**QUOTED TEXT**:
+++

QuickTake Gentrification

Virtually no one has a good word for gentrification. It is lamented in tones from angry to mournful, by political commentators across the spectrum, possibly including me. Yet many of those same people are ... renting or buying homes in "up and coming" neighborhood, which they prize for their proximity to other young(ish), progressive, creative-class people much like themselves. Which is to say that they are gentrifiers. In a neat inversion of the old activist slogan, they are "being the change they don't want to see in the world".  

Their location puts them in the paradoxical situation of wishing gentrification wouldn't happen, while avidly rooting for all the stuff that gentrification brings, from farmer's markets to dog parks. If they are homeowners, too, they are not unhappy about the local price appreciation (their financial plan may indeed require it), however much they may regret its effects in the abstract. As a practical matter, this is something like declaring that you hate the Yankees, but have $5,000 on them to win the World Series. Your loyalties are bound to be divided.

I kid because I love, of course. I'm sure there are people who are actively rooting for gentrifiers to displace all the old residents so they can make money on their homes, and who cares what happens to them? But most gentrifiers don't want anyone to suffer the inevitable losses that come when a neighborhood is gentrified -- the people forced to leave homes they love, the smashing rich local social networks that provide friendship and help in time of needs. They just want to live in a close-in walkable neighborhood that makes it convenient to zip around their city, and they want that neighborhood to have stuff for them to consume. Since they can't afford to live in one of the already-gentrified precincts (at least, not in anything large enough for a family), they buy where they can afford, which is to say, in a neighborhood on the earlier end of the gentrification curve. They may be looking forward to price appreciation when they spend a little more than they can really afford to buy that house, but it's not like they're meaninguflly increasing the amount of gentrification; if they hadn't bought that house, one of the other 28 bidders would have done so, and everything would have gone on much the same.

+++

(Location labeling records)
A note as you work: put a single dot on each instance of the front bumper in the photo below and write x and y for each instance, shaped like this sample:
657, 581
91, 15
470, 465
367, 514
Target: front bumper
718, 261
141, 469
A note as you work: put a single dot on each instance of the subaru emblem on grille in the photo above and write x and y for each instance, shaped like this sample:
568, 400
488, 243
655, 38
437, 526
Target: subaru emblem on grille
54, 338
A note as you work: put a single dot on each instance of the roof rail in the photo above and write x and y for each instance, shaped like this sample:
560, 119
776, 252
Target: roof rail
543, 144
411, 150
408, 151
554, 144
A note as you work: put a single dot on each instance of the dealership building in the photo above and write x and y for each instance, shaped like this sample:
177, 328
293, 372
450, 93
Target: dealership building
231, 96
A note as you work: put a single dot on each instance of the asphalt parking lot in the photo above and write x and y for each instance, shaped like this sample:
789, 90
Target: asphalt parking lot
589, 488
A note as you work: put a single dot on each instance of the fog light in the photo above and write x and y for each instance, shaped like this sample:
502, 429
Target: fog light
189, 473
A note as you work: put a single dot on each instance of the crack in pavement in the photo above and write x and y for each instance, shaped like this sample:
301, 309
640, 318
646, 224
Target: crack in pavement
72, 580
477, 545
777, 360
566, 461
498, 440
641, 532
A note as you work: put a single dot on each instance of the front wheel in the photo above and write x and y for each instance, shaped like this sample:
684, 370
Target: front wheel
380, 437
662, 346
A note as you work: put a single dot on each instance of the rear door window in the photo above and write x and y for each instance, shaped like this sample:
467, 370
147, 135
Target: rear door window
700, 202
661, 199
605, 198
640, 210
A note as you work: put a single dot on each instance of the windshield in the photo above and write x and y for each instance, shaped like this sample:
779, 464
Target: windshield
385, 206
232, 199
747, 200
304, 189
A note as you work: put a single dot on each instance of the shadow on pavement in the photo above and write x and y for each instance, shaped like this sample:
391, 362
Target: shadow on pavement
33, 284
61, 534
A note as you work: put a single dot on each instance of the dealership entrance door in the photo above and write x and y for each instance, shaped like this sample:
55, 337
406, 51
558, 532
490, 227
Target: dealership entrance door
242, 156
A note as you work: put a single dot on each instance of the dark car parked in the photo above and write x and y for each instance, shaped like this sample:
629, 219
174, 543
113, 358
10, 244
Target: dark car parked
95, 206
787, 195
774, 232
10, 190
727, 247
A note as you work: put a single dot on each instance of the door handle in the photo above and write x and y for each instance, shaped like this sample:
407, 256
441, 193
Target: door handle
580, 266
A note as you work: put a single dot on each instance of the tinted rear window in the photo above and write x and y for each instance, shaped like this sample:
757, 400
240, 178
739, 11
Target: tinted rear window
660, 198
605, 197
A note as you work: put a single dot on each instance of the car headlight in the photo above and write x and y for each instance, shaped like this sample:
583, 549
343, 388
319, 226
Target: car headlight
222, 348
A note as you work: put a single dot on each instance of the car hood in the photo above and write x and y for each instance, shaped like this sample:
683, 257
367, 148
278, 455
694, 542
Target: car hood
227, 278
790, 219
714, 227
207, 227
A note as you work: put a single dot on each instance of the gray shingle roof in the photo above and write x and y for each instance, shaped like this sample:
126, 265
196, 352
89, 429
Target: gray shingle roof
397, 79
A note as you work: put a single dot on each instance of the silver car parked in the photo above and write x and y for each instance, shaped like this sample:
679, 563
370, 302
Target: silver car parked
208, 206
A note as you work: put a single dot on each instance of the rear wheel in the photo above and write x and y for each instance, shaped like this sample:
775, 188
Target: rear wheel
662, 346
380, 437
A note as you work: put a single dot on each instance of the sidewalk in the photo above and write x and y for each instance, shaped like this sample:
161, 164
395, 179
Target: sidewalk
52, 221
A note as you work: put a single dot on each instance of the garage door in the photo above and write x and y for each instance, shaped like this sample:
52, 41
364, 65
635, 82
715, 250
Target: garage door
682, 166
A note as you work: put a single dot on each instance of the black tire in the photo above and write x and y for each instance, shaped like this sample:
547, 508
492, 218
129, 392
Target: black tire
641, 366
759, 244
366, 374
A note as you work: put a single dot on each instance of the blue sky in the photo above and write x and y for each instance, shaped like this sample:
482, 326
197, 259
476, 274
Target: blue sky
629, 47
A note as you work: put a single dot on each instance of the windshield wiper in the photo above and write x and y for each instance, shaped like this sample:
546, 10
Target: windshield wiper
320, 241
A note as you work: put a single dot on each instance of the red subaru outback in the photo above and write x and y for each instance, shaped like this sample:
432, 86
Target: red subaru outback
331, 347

+++

**INSTRUCTIONS FOR THE TASK**:
Shorten the paragraph of the gentrification text that starts "Their location puts them" into a list of its main points.

**TASK RESULT**:
- Living where they do, these people wish gentrification wouldn't happen but eagerly want what it brings, from farmer's markets to dog parks.
- Those who own homes are glad to see local prices go up, and their financial plans may even depend on it, though they regret its effects in the abstract.
- In practice this is like saying you hate the Yankees while betting $5,000 on them to win the World Series, so their loyalties are bound to be divided.